INSTRUCTION 1 >>
In the worked solution for t, change "minimum point" to "critical point" in the passage starting at "f(x)=t^x+1-2^x-3^x" and ending at "a minimum point.", and write out that passage.
INSTRUCTION 2 >>
Which theorem does the worked solution for t cite to set the first derivative at x=0 equal to zero?

What is the positive number t, if t^x+1=>3^x+2^x and positive x?

We'll create the function
f:[0;+infinte)->R

f(x)=t^x+1-2^x-3^x

We
notice that for x=0, we'll get:

f(0) = t^0 + 1 - 2^o - 3^0
= 1+1 - 1-1 = 0

We also notice that f(x) is positive for
any value of x, that is also positive.

We'll conclude that
x=0 is a minimum point.

We'll determine the 1st derivative
of f(x):

f'(x) = t^x*ln t - 2^x*ln 2 - 3^x*ln
3

Based on Fermat's theorem we'll
have:

f'(0)=0 if and only if ln t - ln 2 - ln 3 =
0

We'll move ln 2 and ln 3 to the right
side:

ln t = ln 2 + ln 3

ln t
= ln (2*3)

ln t = ln
6

t=6

We'll substitute t by 6
and we'll
get:

6^x+1=>3^x+2^x

6^x
- 2^x - 3^x + 1 >=0

2^x*3^x - 2^x - 3^x + 1
>=0

(3^x-1)(2^x-1)>=0 true, for any positive
x.

The inequality  t^x+1=>3^x+2^x is
true for t = 6.

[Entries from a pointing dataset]
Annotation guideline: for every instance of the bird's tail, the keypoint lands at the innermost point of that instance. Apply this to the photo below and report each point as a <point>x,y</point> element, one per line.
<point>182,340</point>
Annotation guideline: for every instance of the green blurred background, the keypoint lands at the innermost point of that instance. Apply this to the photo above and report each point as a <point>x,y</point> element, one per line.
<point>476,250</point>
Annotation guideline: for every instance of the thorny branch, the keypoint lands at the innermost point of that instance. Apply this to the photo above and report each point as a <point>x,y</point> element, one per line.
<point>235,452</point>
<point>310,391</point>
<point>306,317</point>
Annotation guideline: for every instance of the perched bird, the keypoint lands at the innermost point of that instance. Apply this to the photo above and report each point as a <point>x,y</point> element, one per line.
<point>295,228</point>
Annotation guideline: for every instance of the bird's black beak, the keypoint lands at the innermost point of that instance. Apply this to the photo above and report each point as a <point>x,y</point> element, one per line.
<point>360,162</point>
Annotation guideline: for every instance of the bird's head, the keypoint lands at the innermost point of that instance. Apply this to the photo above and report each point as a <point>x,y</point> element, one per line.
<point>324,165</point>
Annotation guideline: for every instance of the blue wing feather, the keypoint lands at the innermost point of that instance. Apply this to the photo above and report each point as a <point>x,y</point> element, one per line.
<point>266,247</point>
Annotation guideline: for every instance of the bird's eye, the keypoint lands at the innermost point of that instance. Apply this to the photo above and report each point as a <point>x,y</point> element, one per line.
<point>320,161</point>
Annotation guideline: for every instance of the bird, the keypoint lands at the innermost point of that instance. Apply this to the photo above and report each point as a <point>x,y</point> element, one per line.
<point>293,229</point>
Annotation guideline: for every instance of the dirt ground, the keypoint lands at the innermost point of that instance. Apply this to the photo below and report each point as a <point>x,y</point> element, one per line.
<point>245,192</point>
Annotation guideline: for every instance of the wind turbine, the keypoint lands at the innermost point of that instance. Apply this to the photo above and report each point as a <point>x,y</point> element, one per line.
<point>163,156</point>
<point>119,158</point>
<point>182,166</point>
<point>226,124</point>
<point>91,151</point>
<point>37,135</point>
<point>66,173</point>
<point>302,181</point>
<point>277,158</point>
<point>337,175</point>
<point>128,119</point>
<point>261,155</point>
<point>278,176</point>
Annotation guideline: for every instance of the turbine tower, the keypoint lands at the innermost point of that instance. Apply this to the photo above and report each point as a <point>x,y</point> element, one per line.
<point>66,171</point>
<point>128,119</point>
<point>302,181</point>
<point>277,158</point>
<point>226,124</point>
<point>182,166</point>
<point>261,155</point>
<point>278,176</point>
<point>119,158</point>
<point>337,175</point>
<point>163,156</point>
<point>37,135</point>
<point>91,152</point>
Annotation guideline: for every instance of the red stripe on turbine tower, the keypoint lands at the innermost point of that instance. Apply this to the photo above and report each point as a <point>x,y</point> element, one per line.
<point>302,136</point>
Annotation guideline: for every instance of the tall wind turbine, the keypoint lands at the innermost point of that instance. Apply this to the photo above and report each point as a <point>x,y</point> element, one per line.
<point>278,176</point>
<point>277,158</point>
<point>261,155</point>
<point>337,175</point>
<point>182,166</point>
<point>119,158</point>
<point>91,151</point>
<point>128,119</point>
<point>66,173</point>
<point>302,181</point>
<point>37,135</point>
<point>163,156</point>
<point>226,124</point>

WORKED ANSWER 1 >>
f(x)=t^x+1-2^x-3^x

We
notice that for x=0, we'll get:

f(0) = t^0 + 1 - 2^o - 3^0
= 1+1 - 1-1 = 0

We also notice that f(x) is positive for
any value of x, that is also positive.

We'll conclude that
x=0 is a critical point.

WORKED ANSWER 2 >>
Fermat's theorem.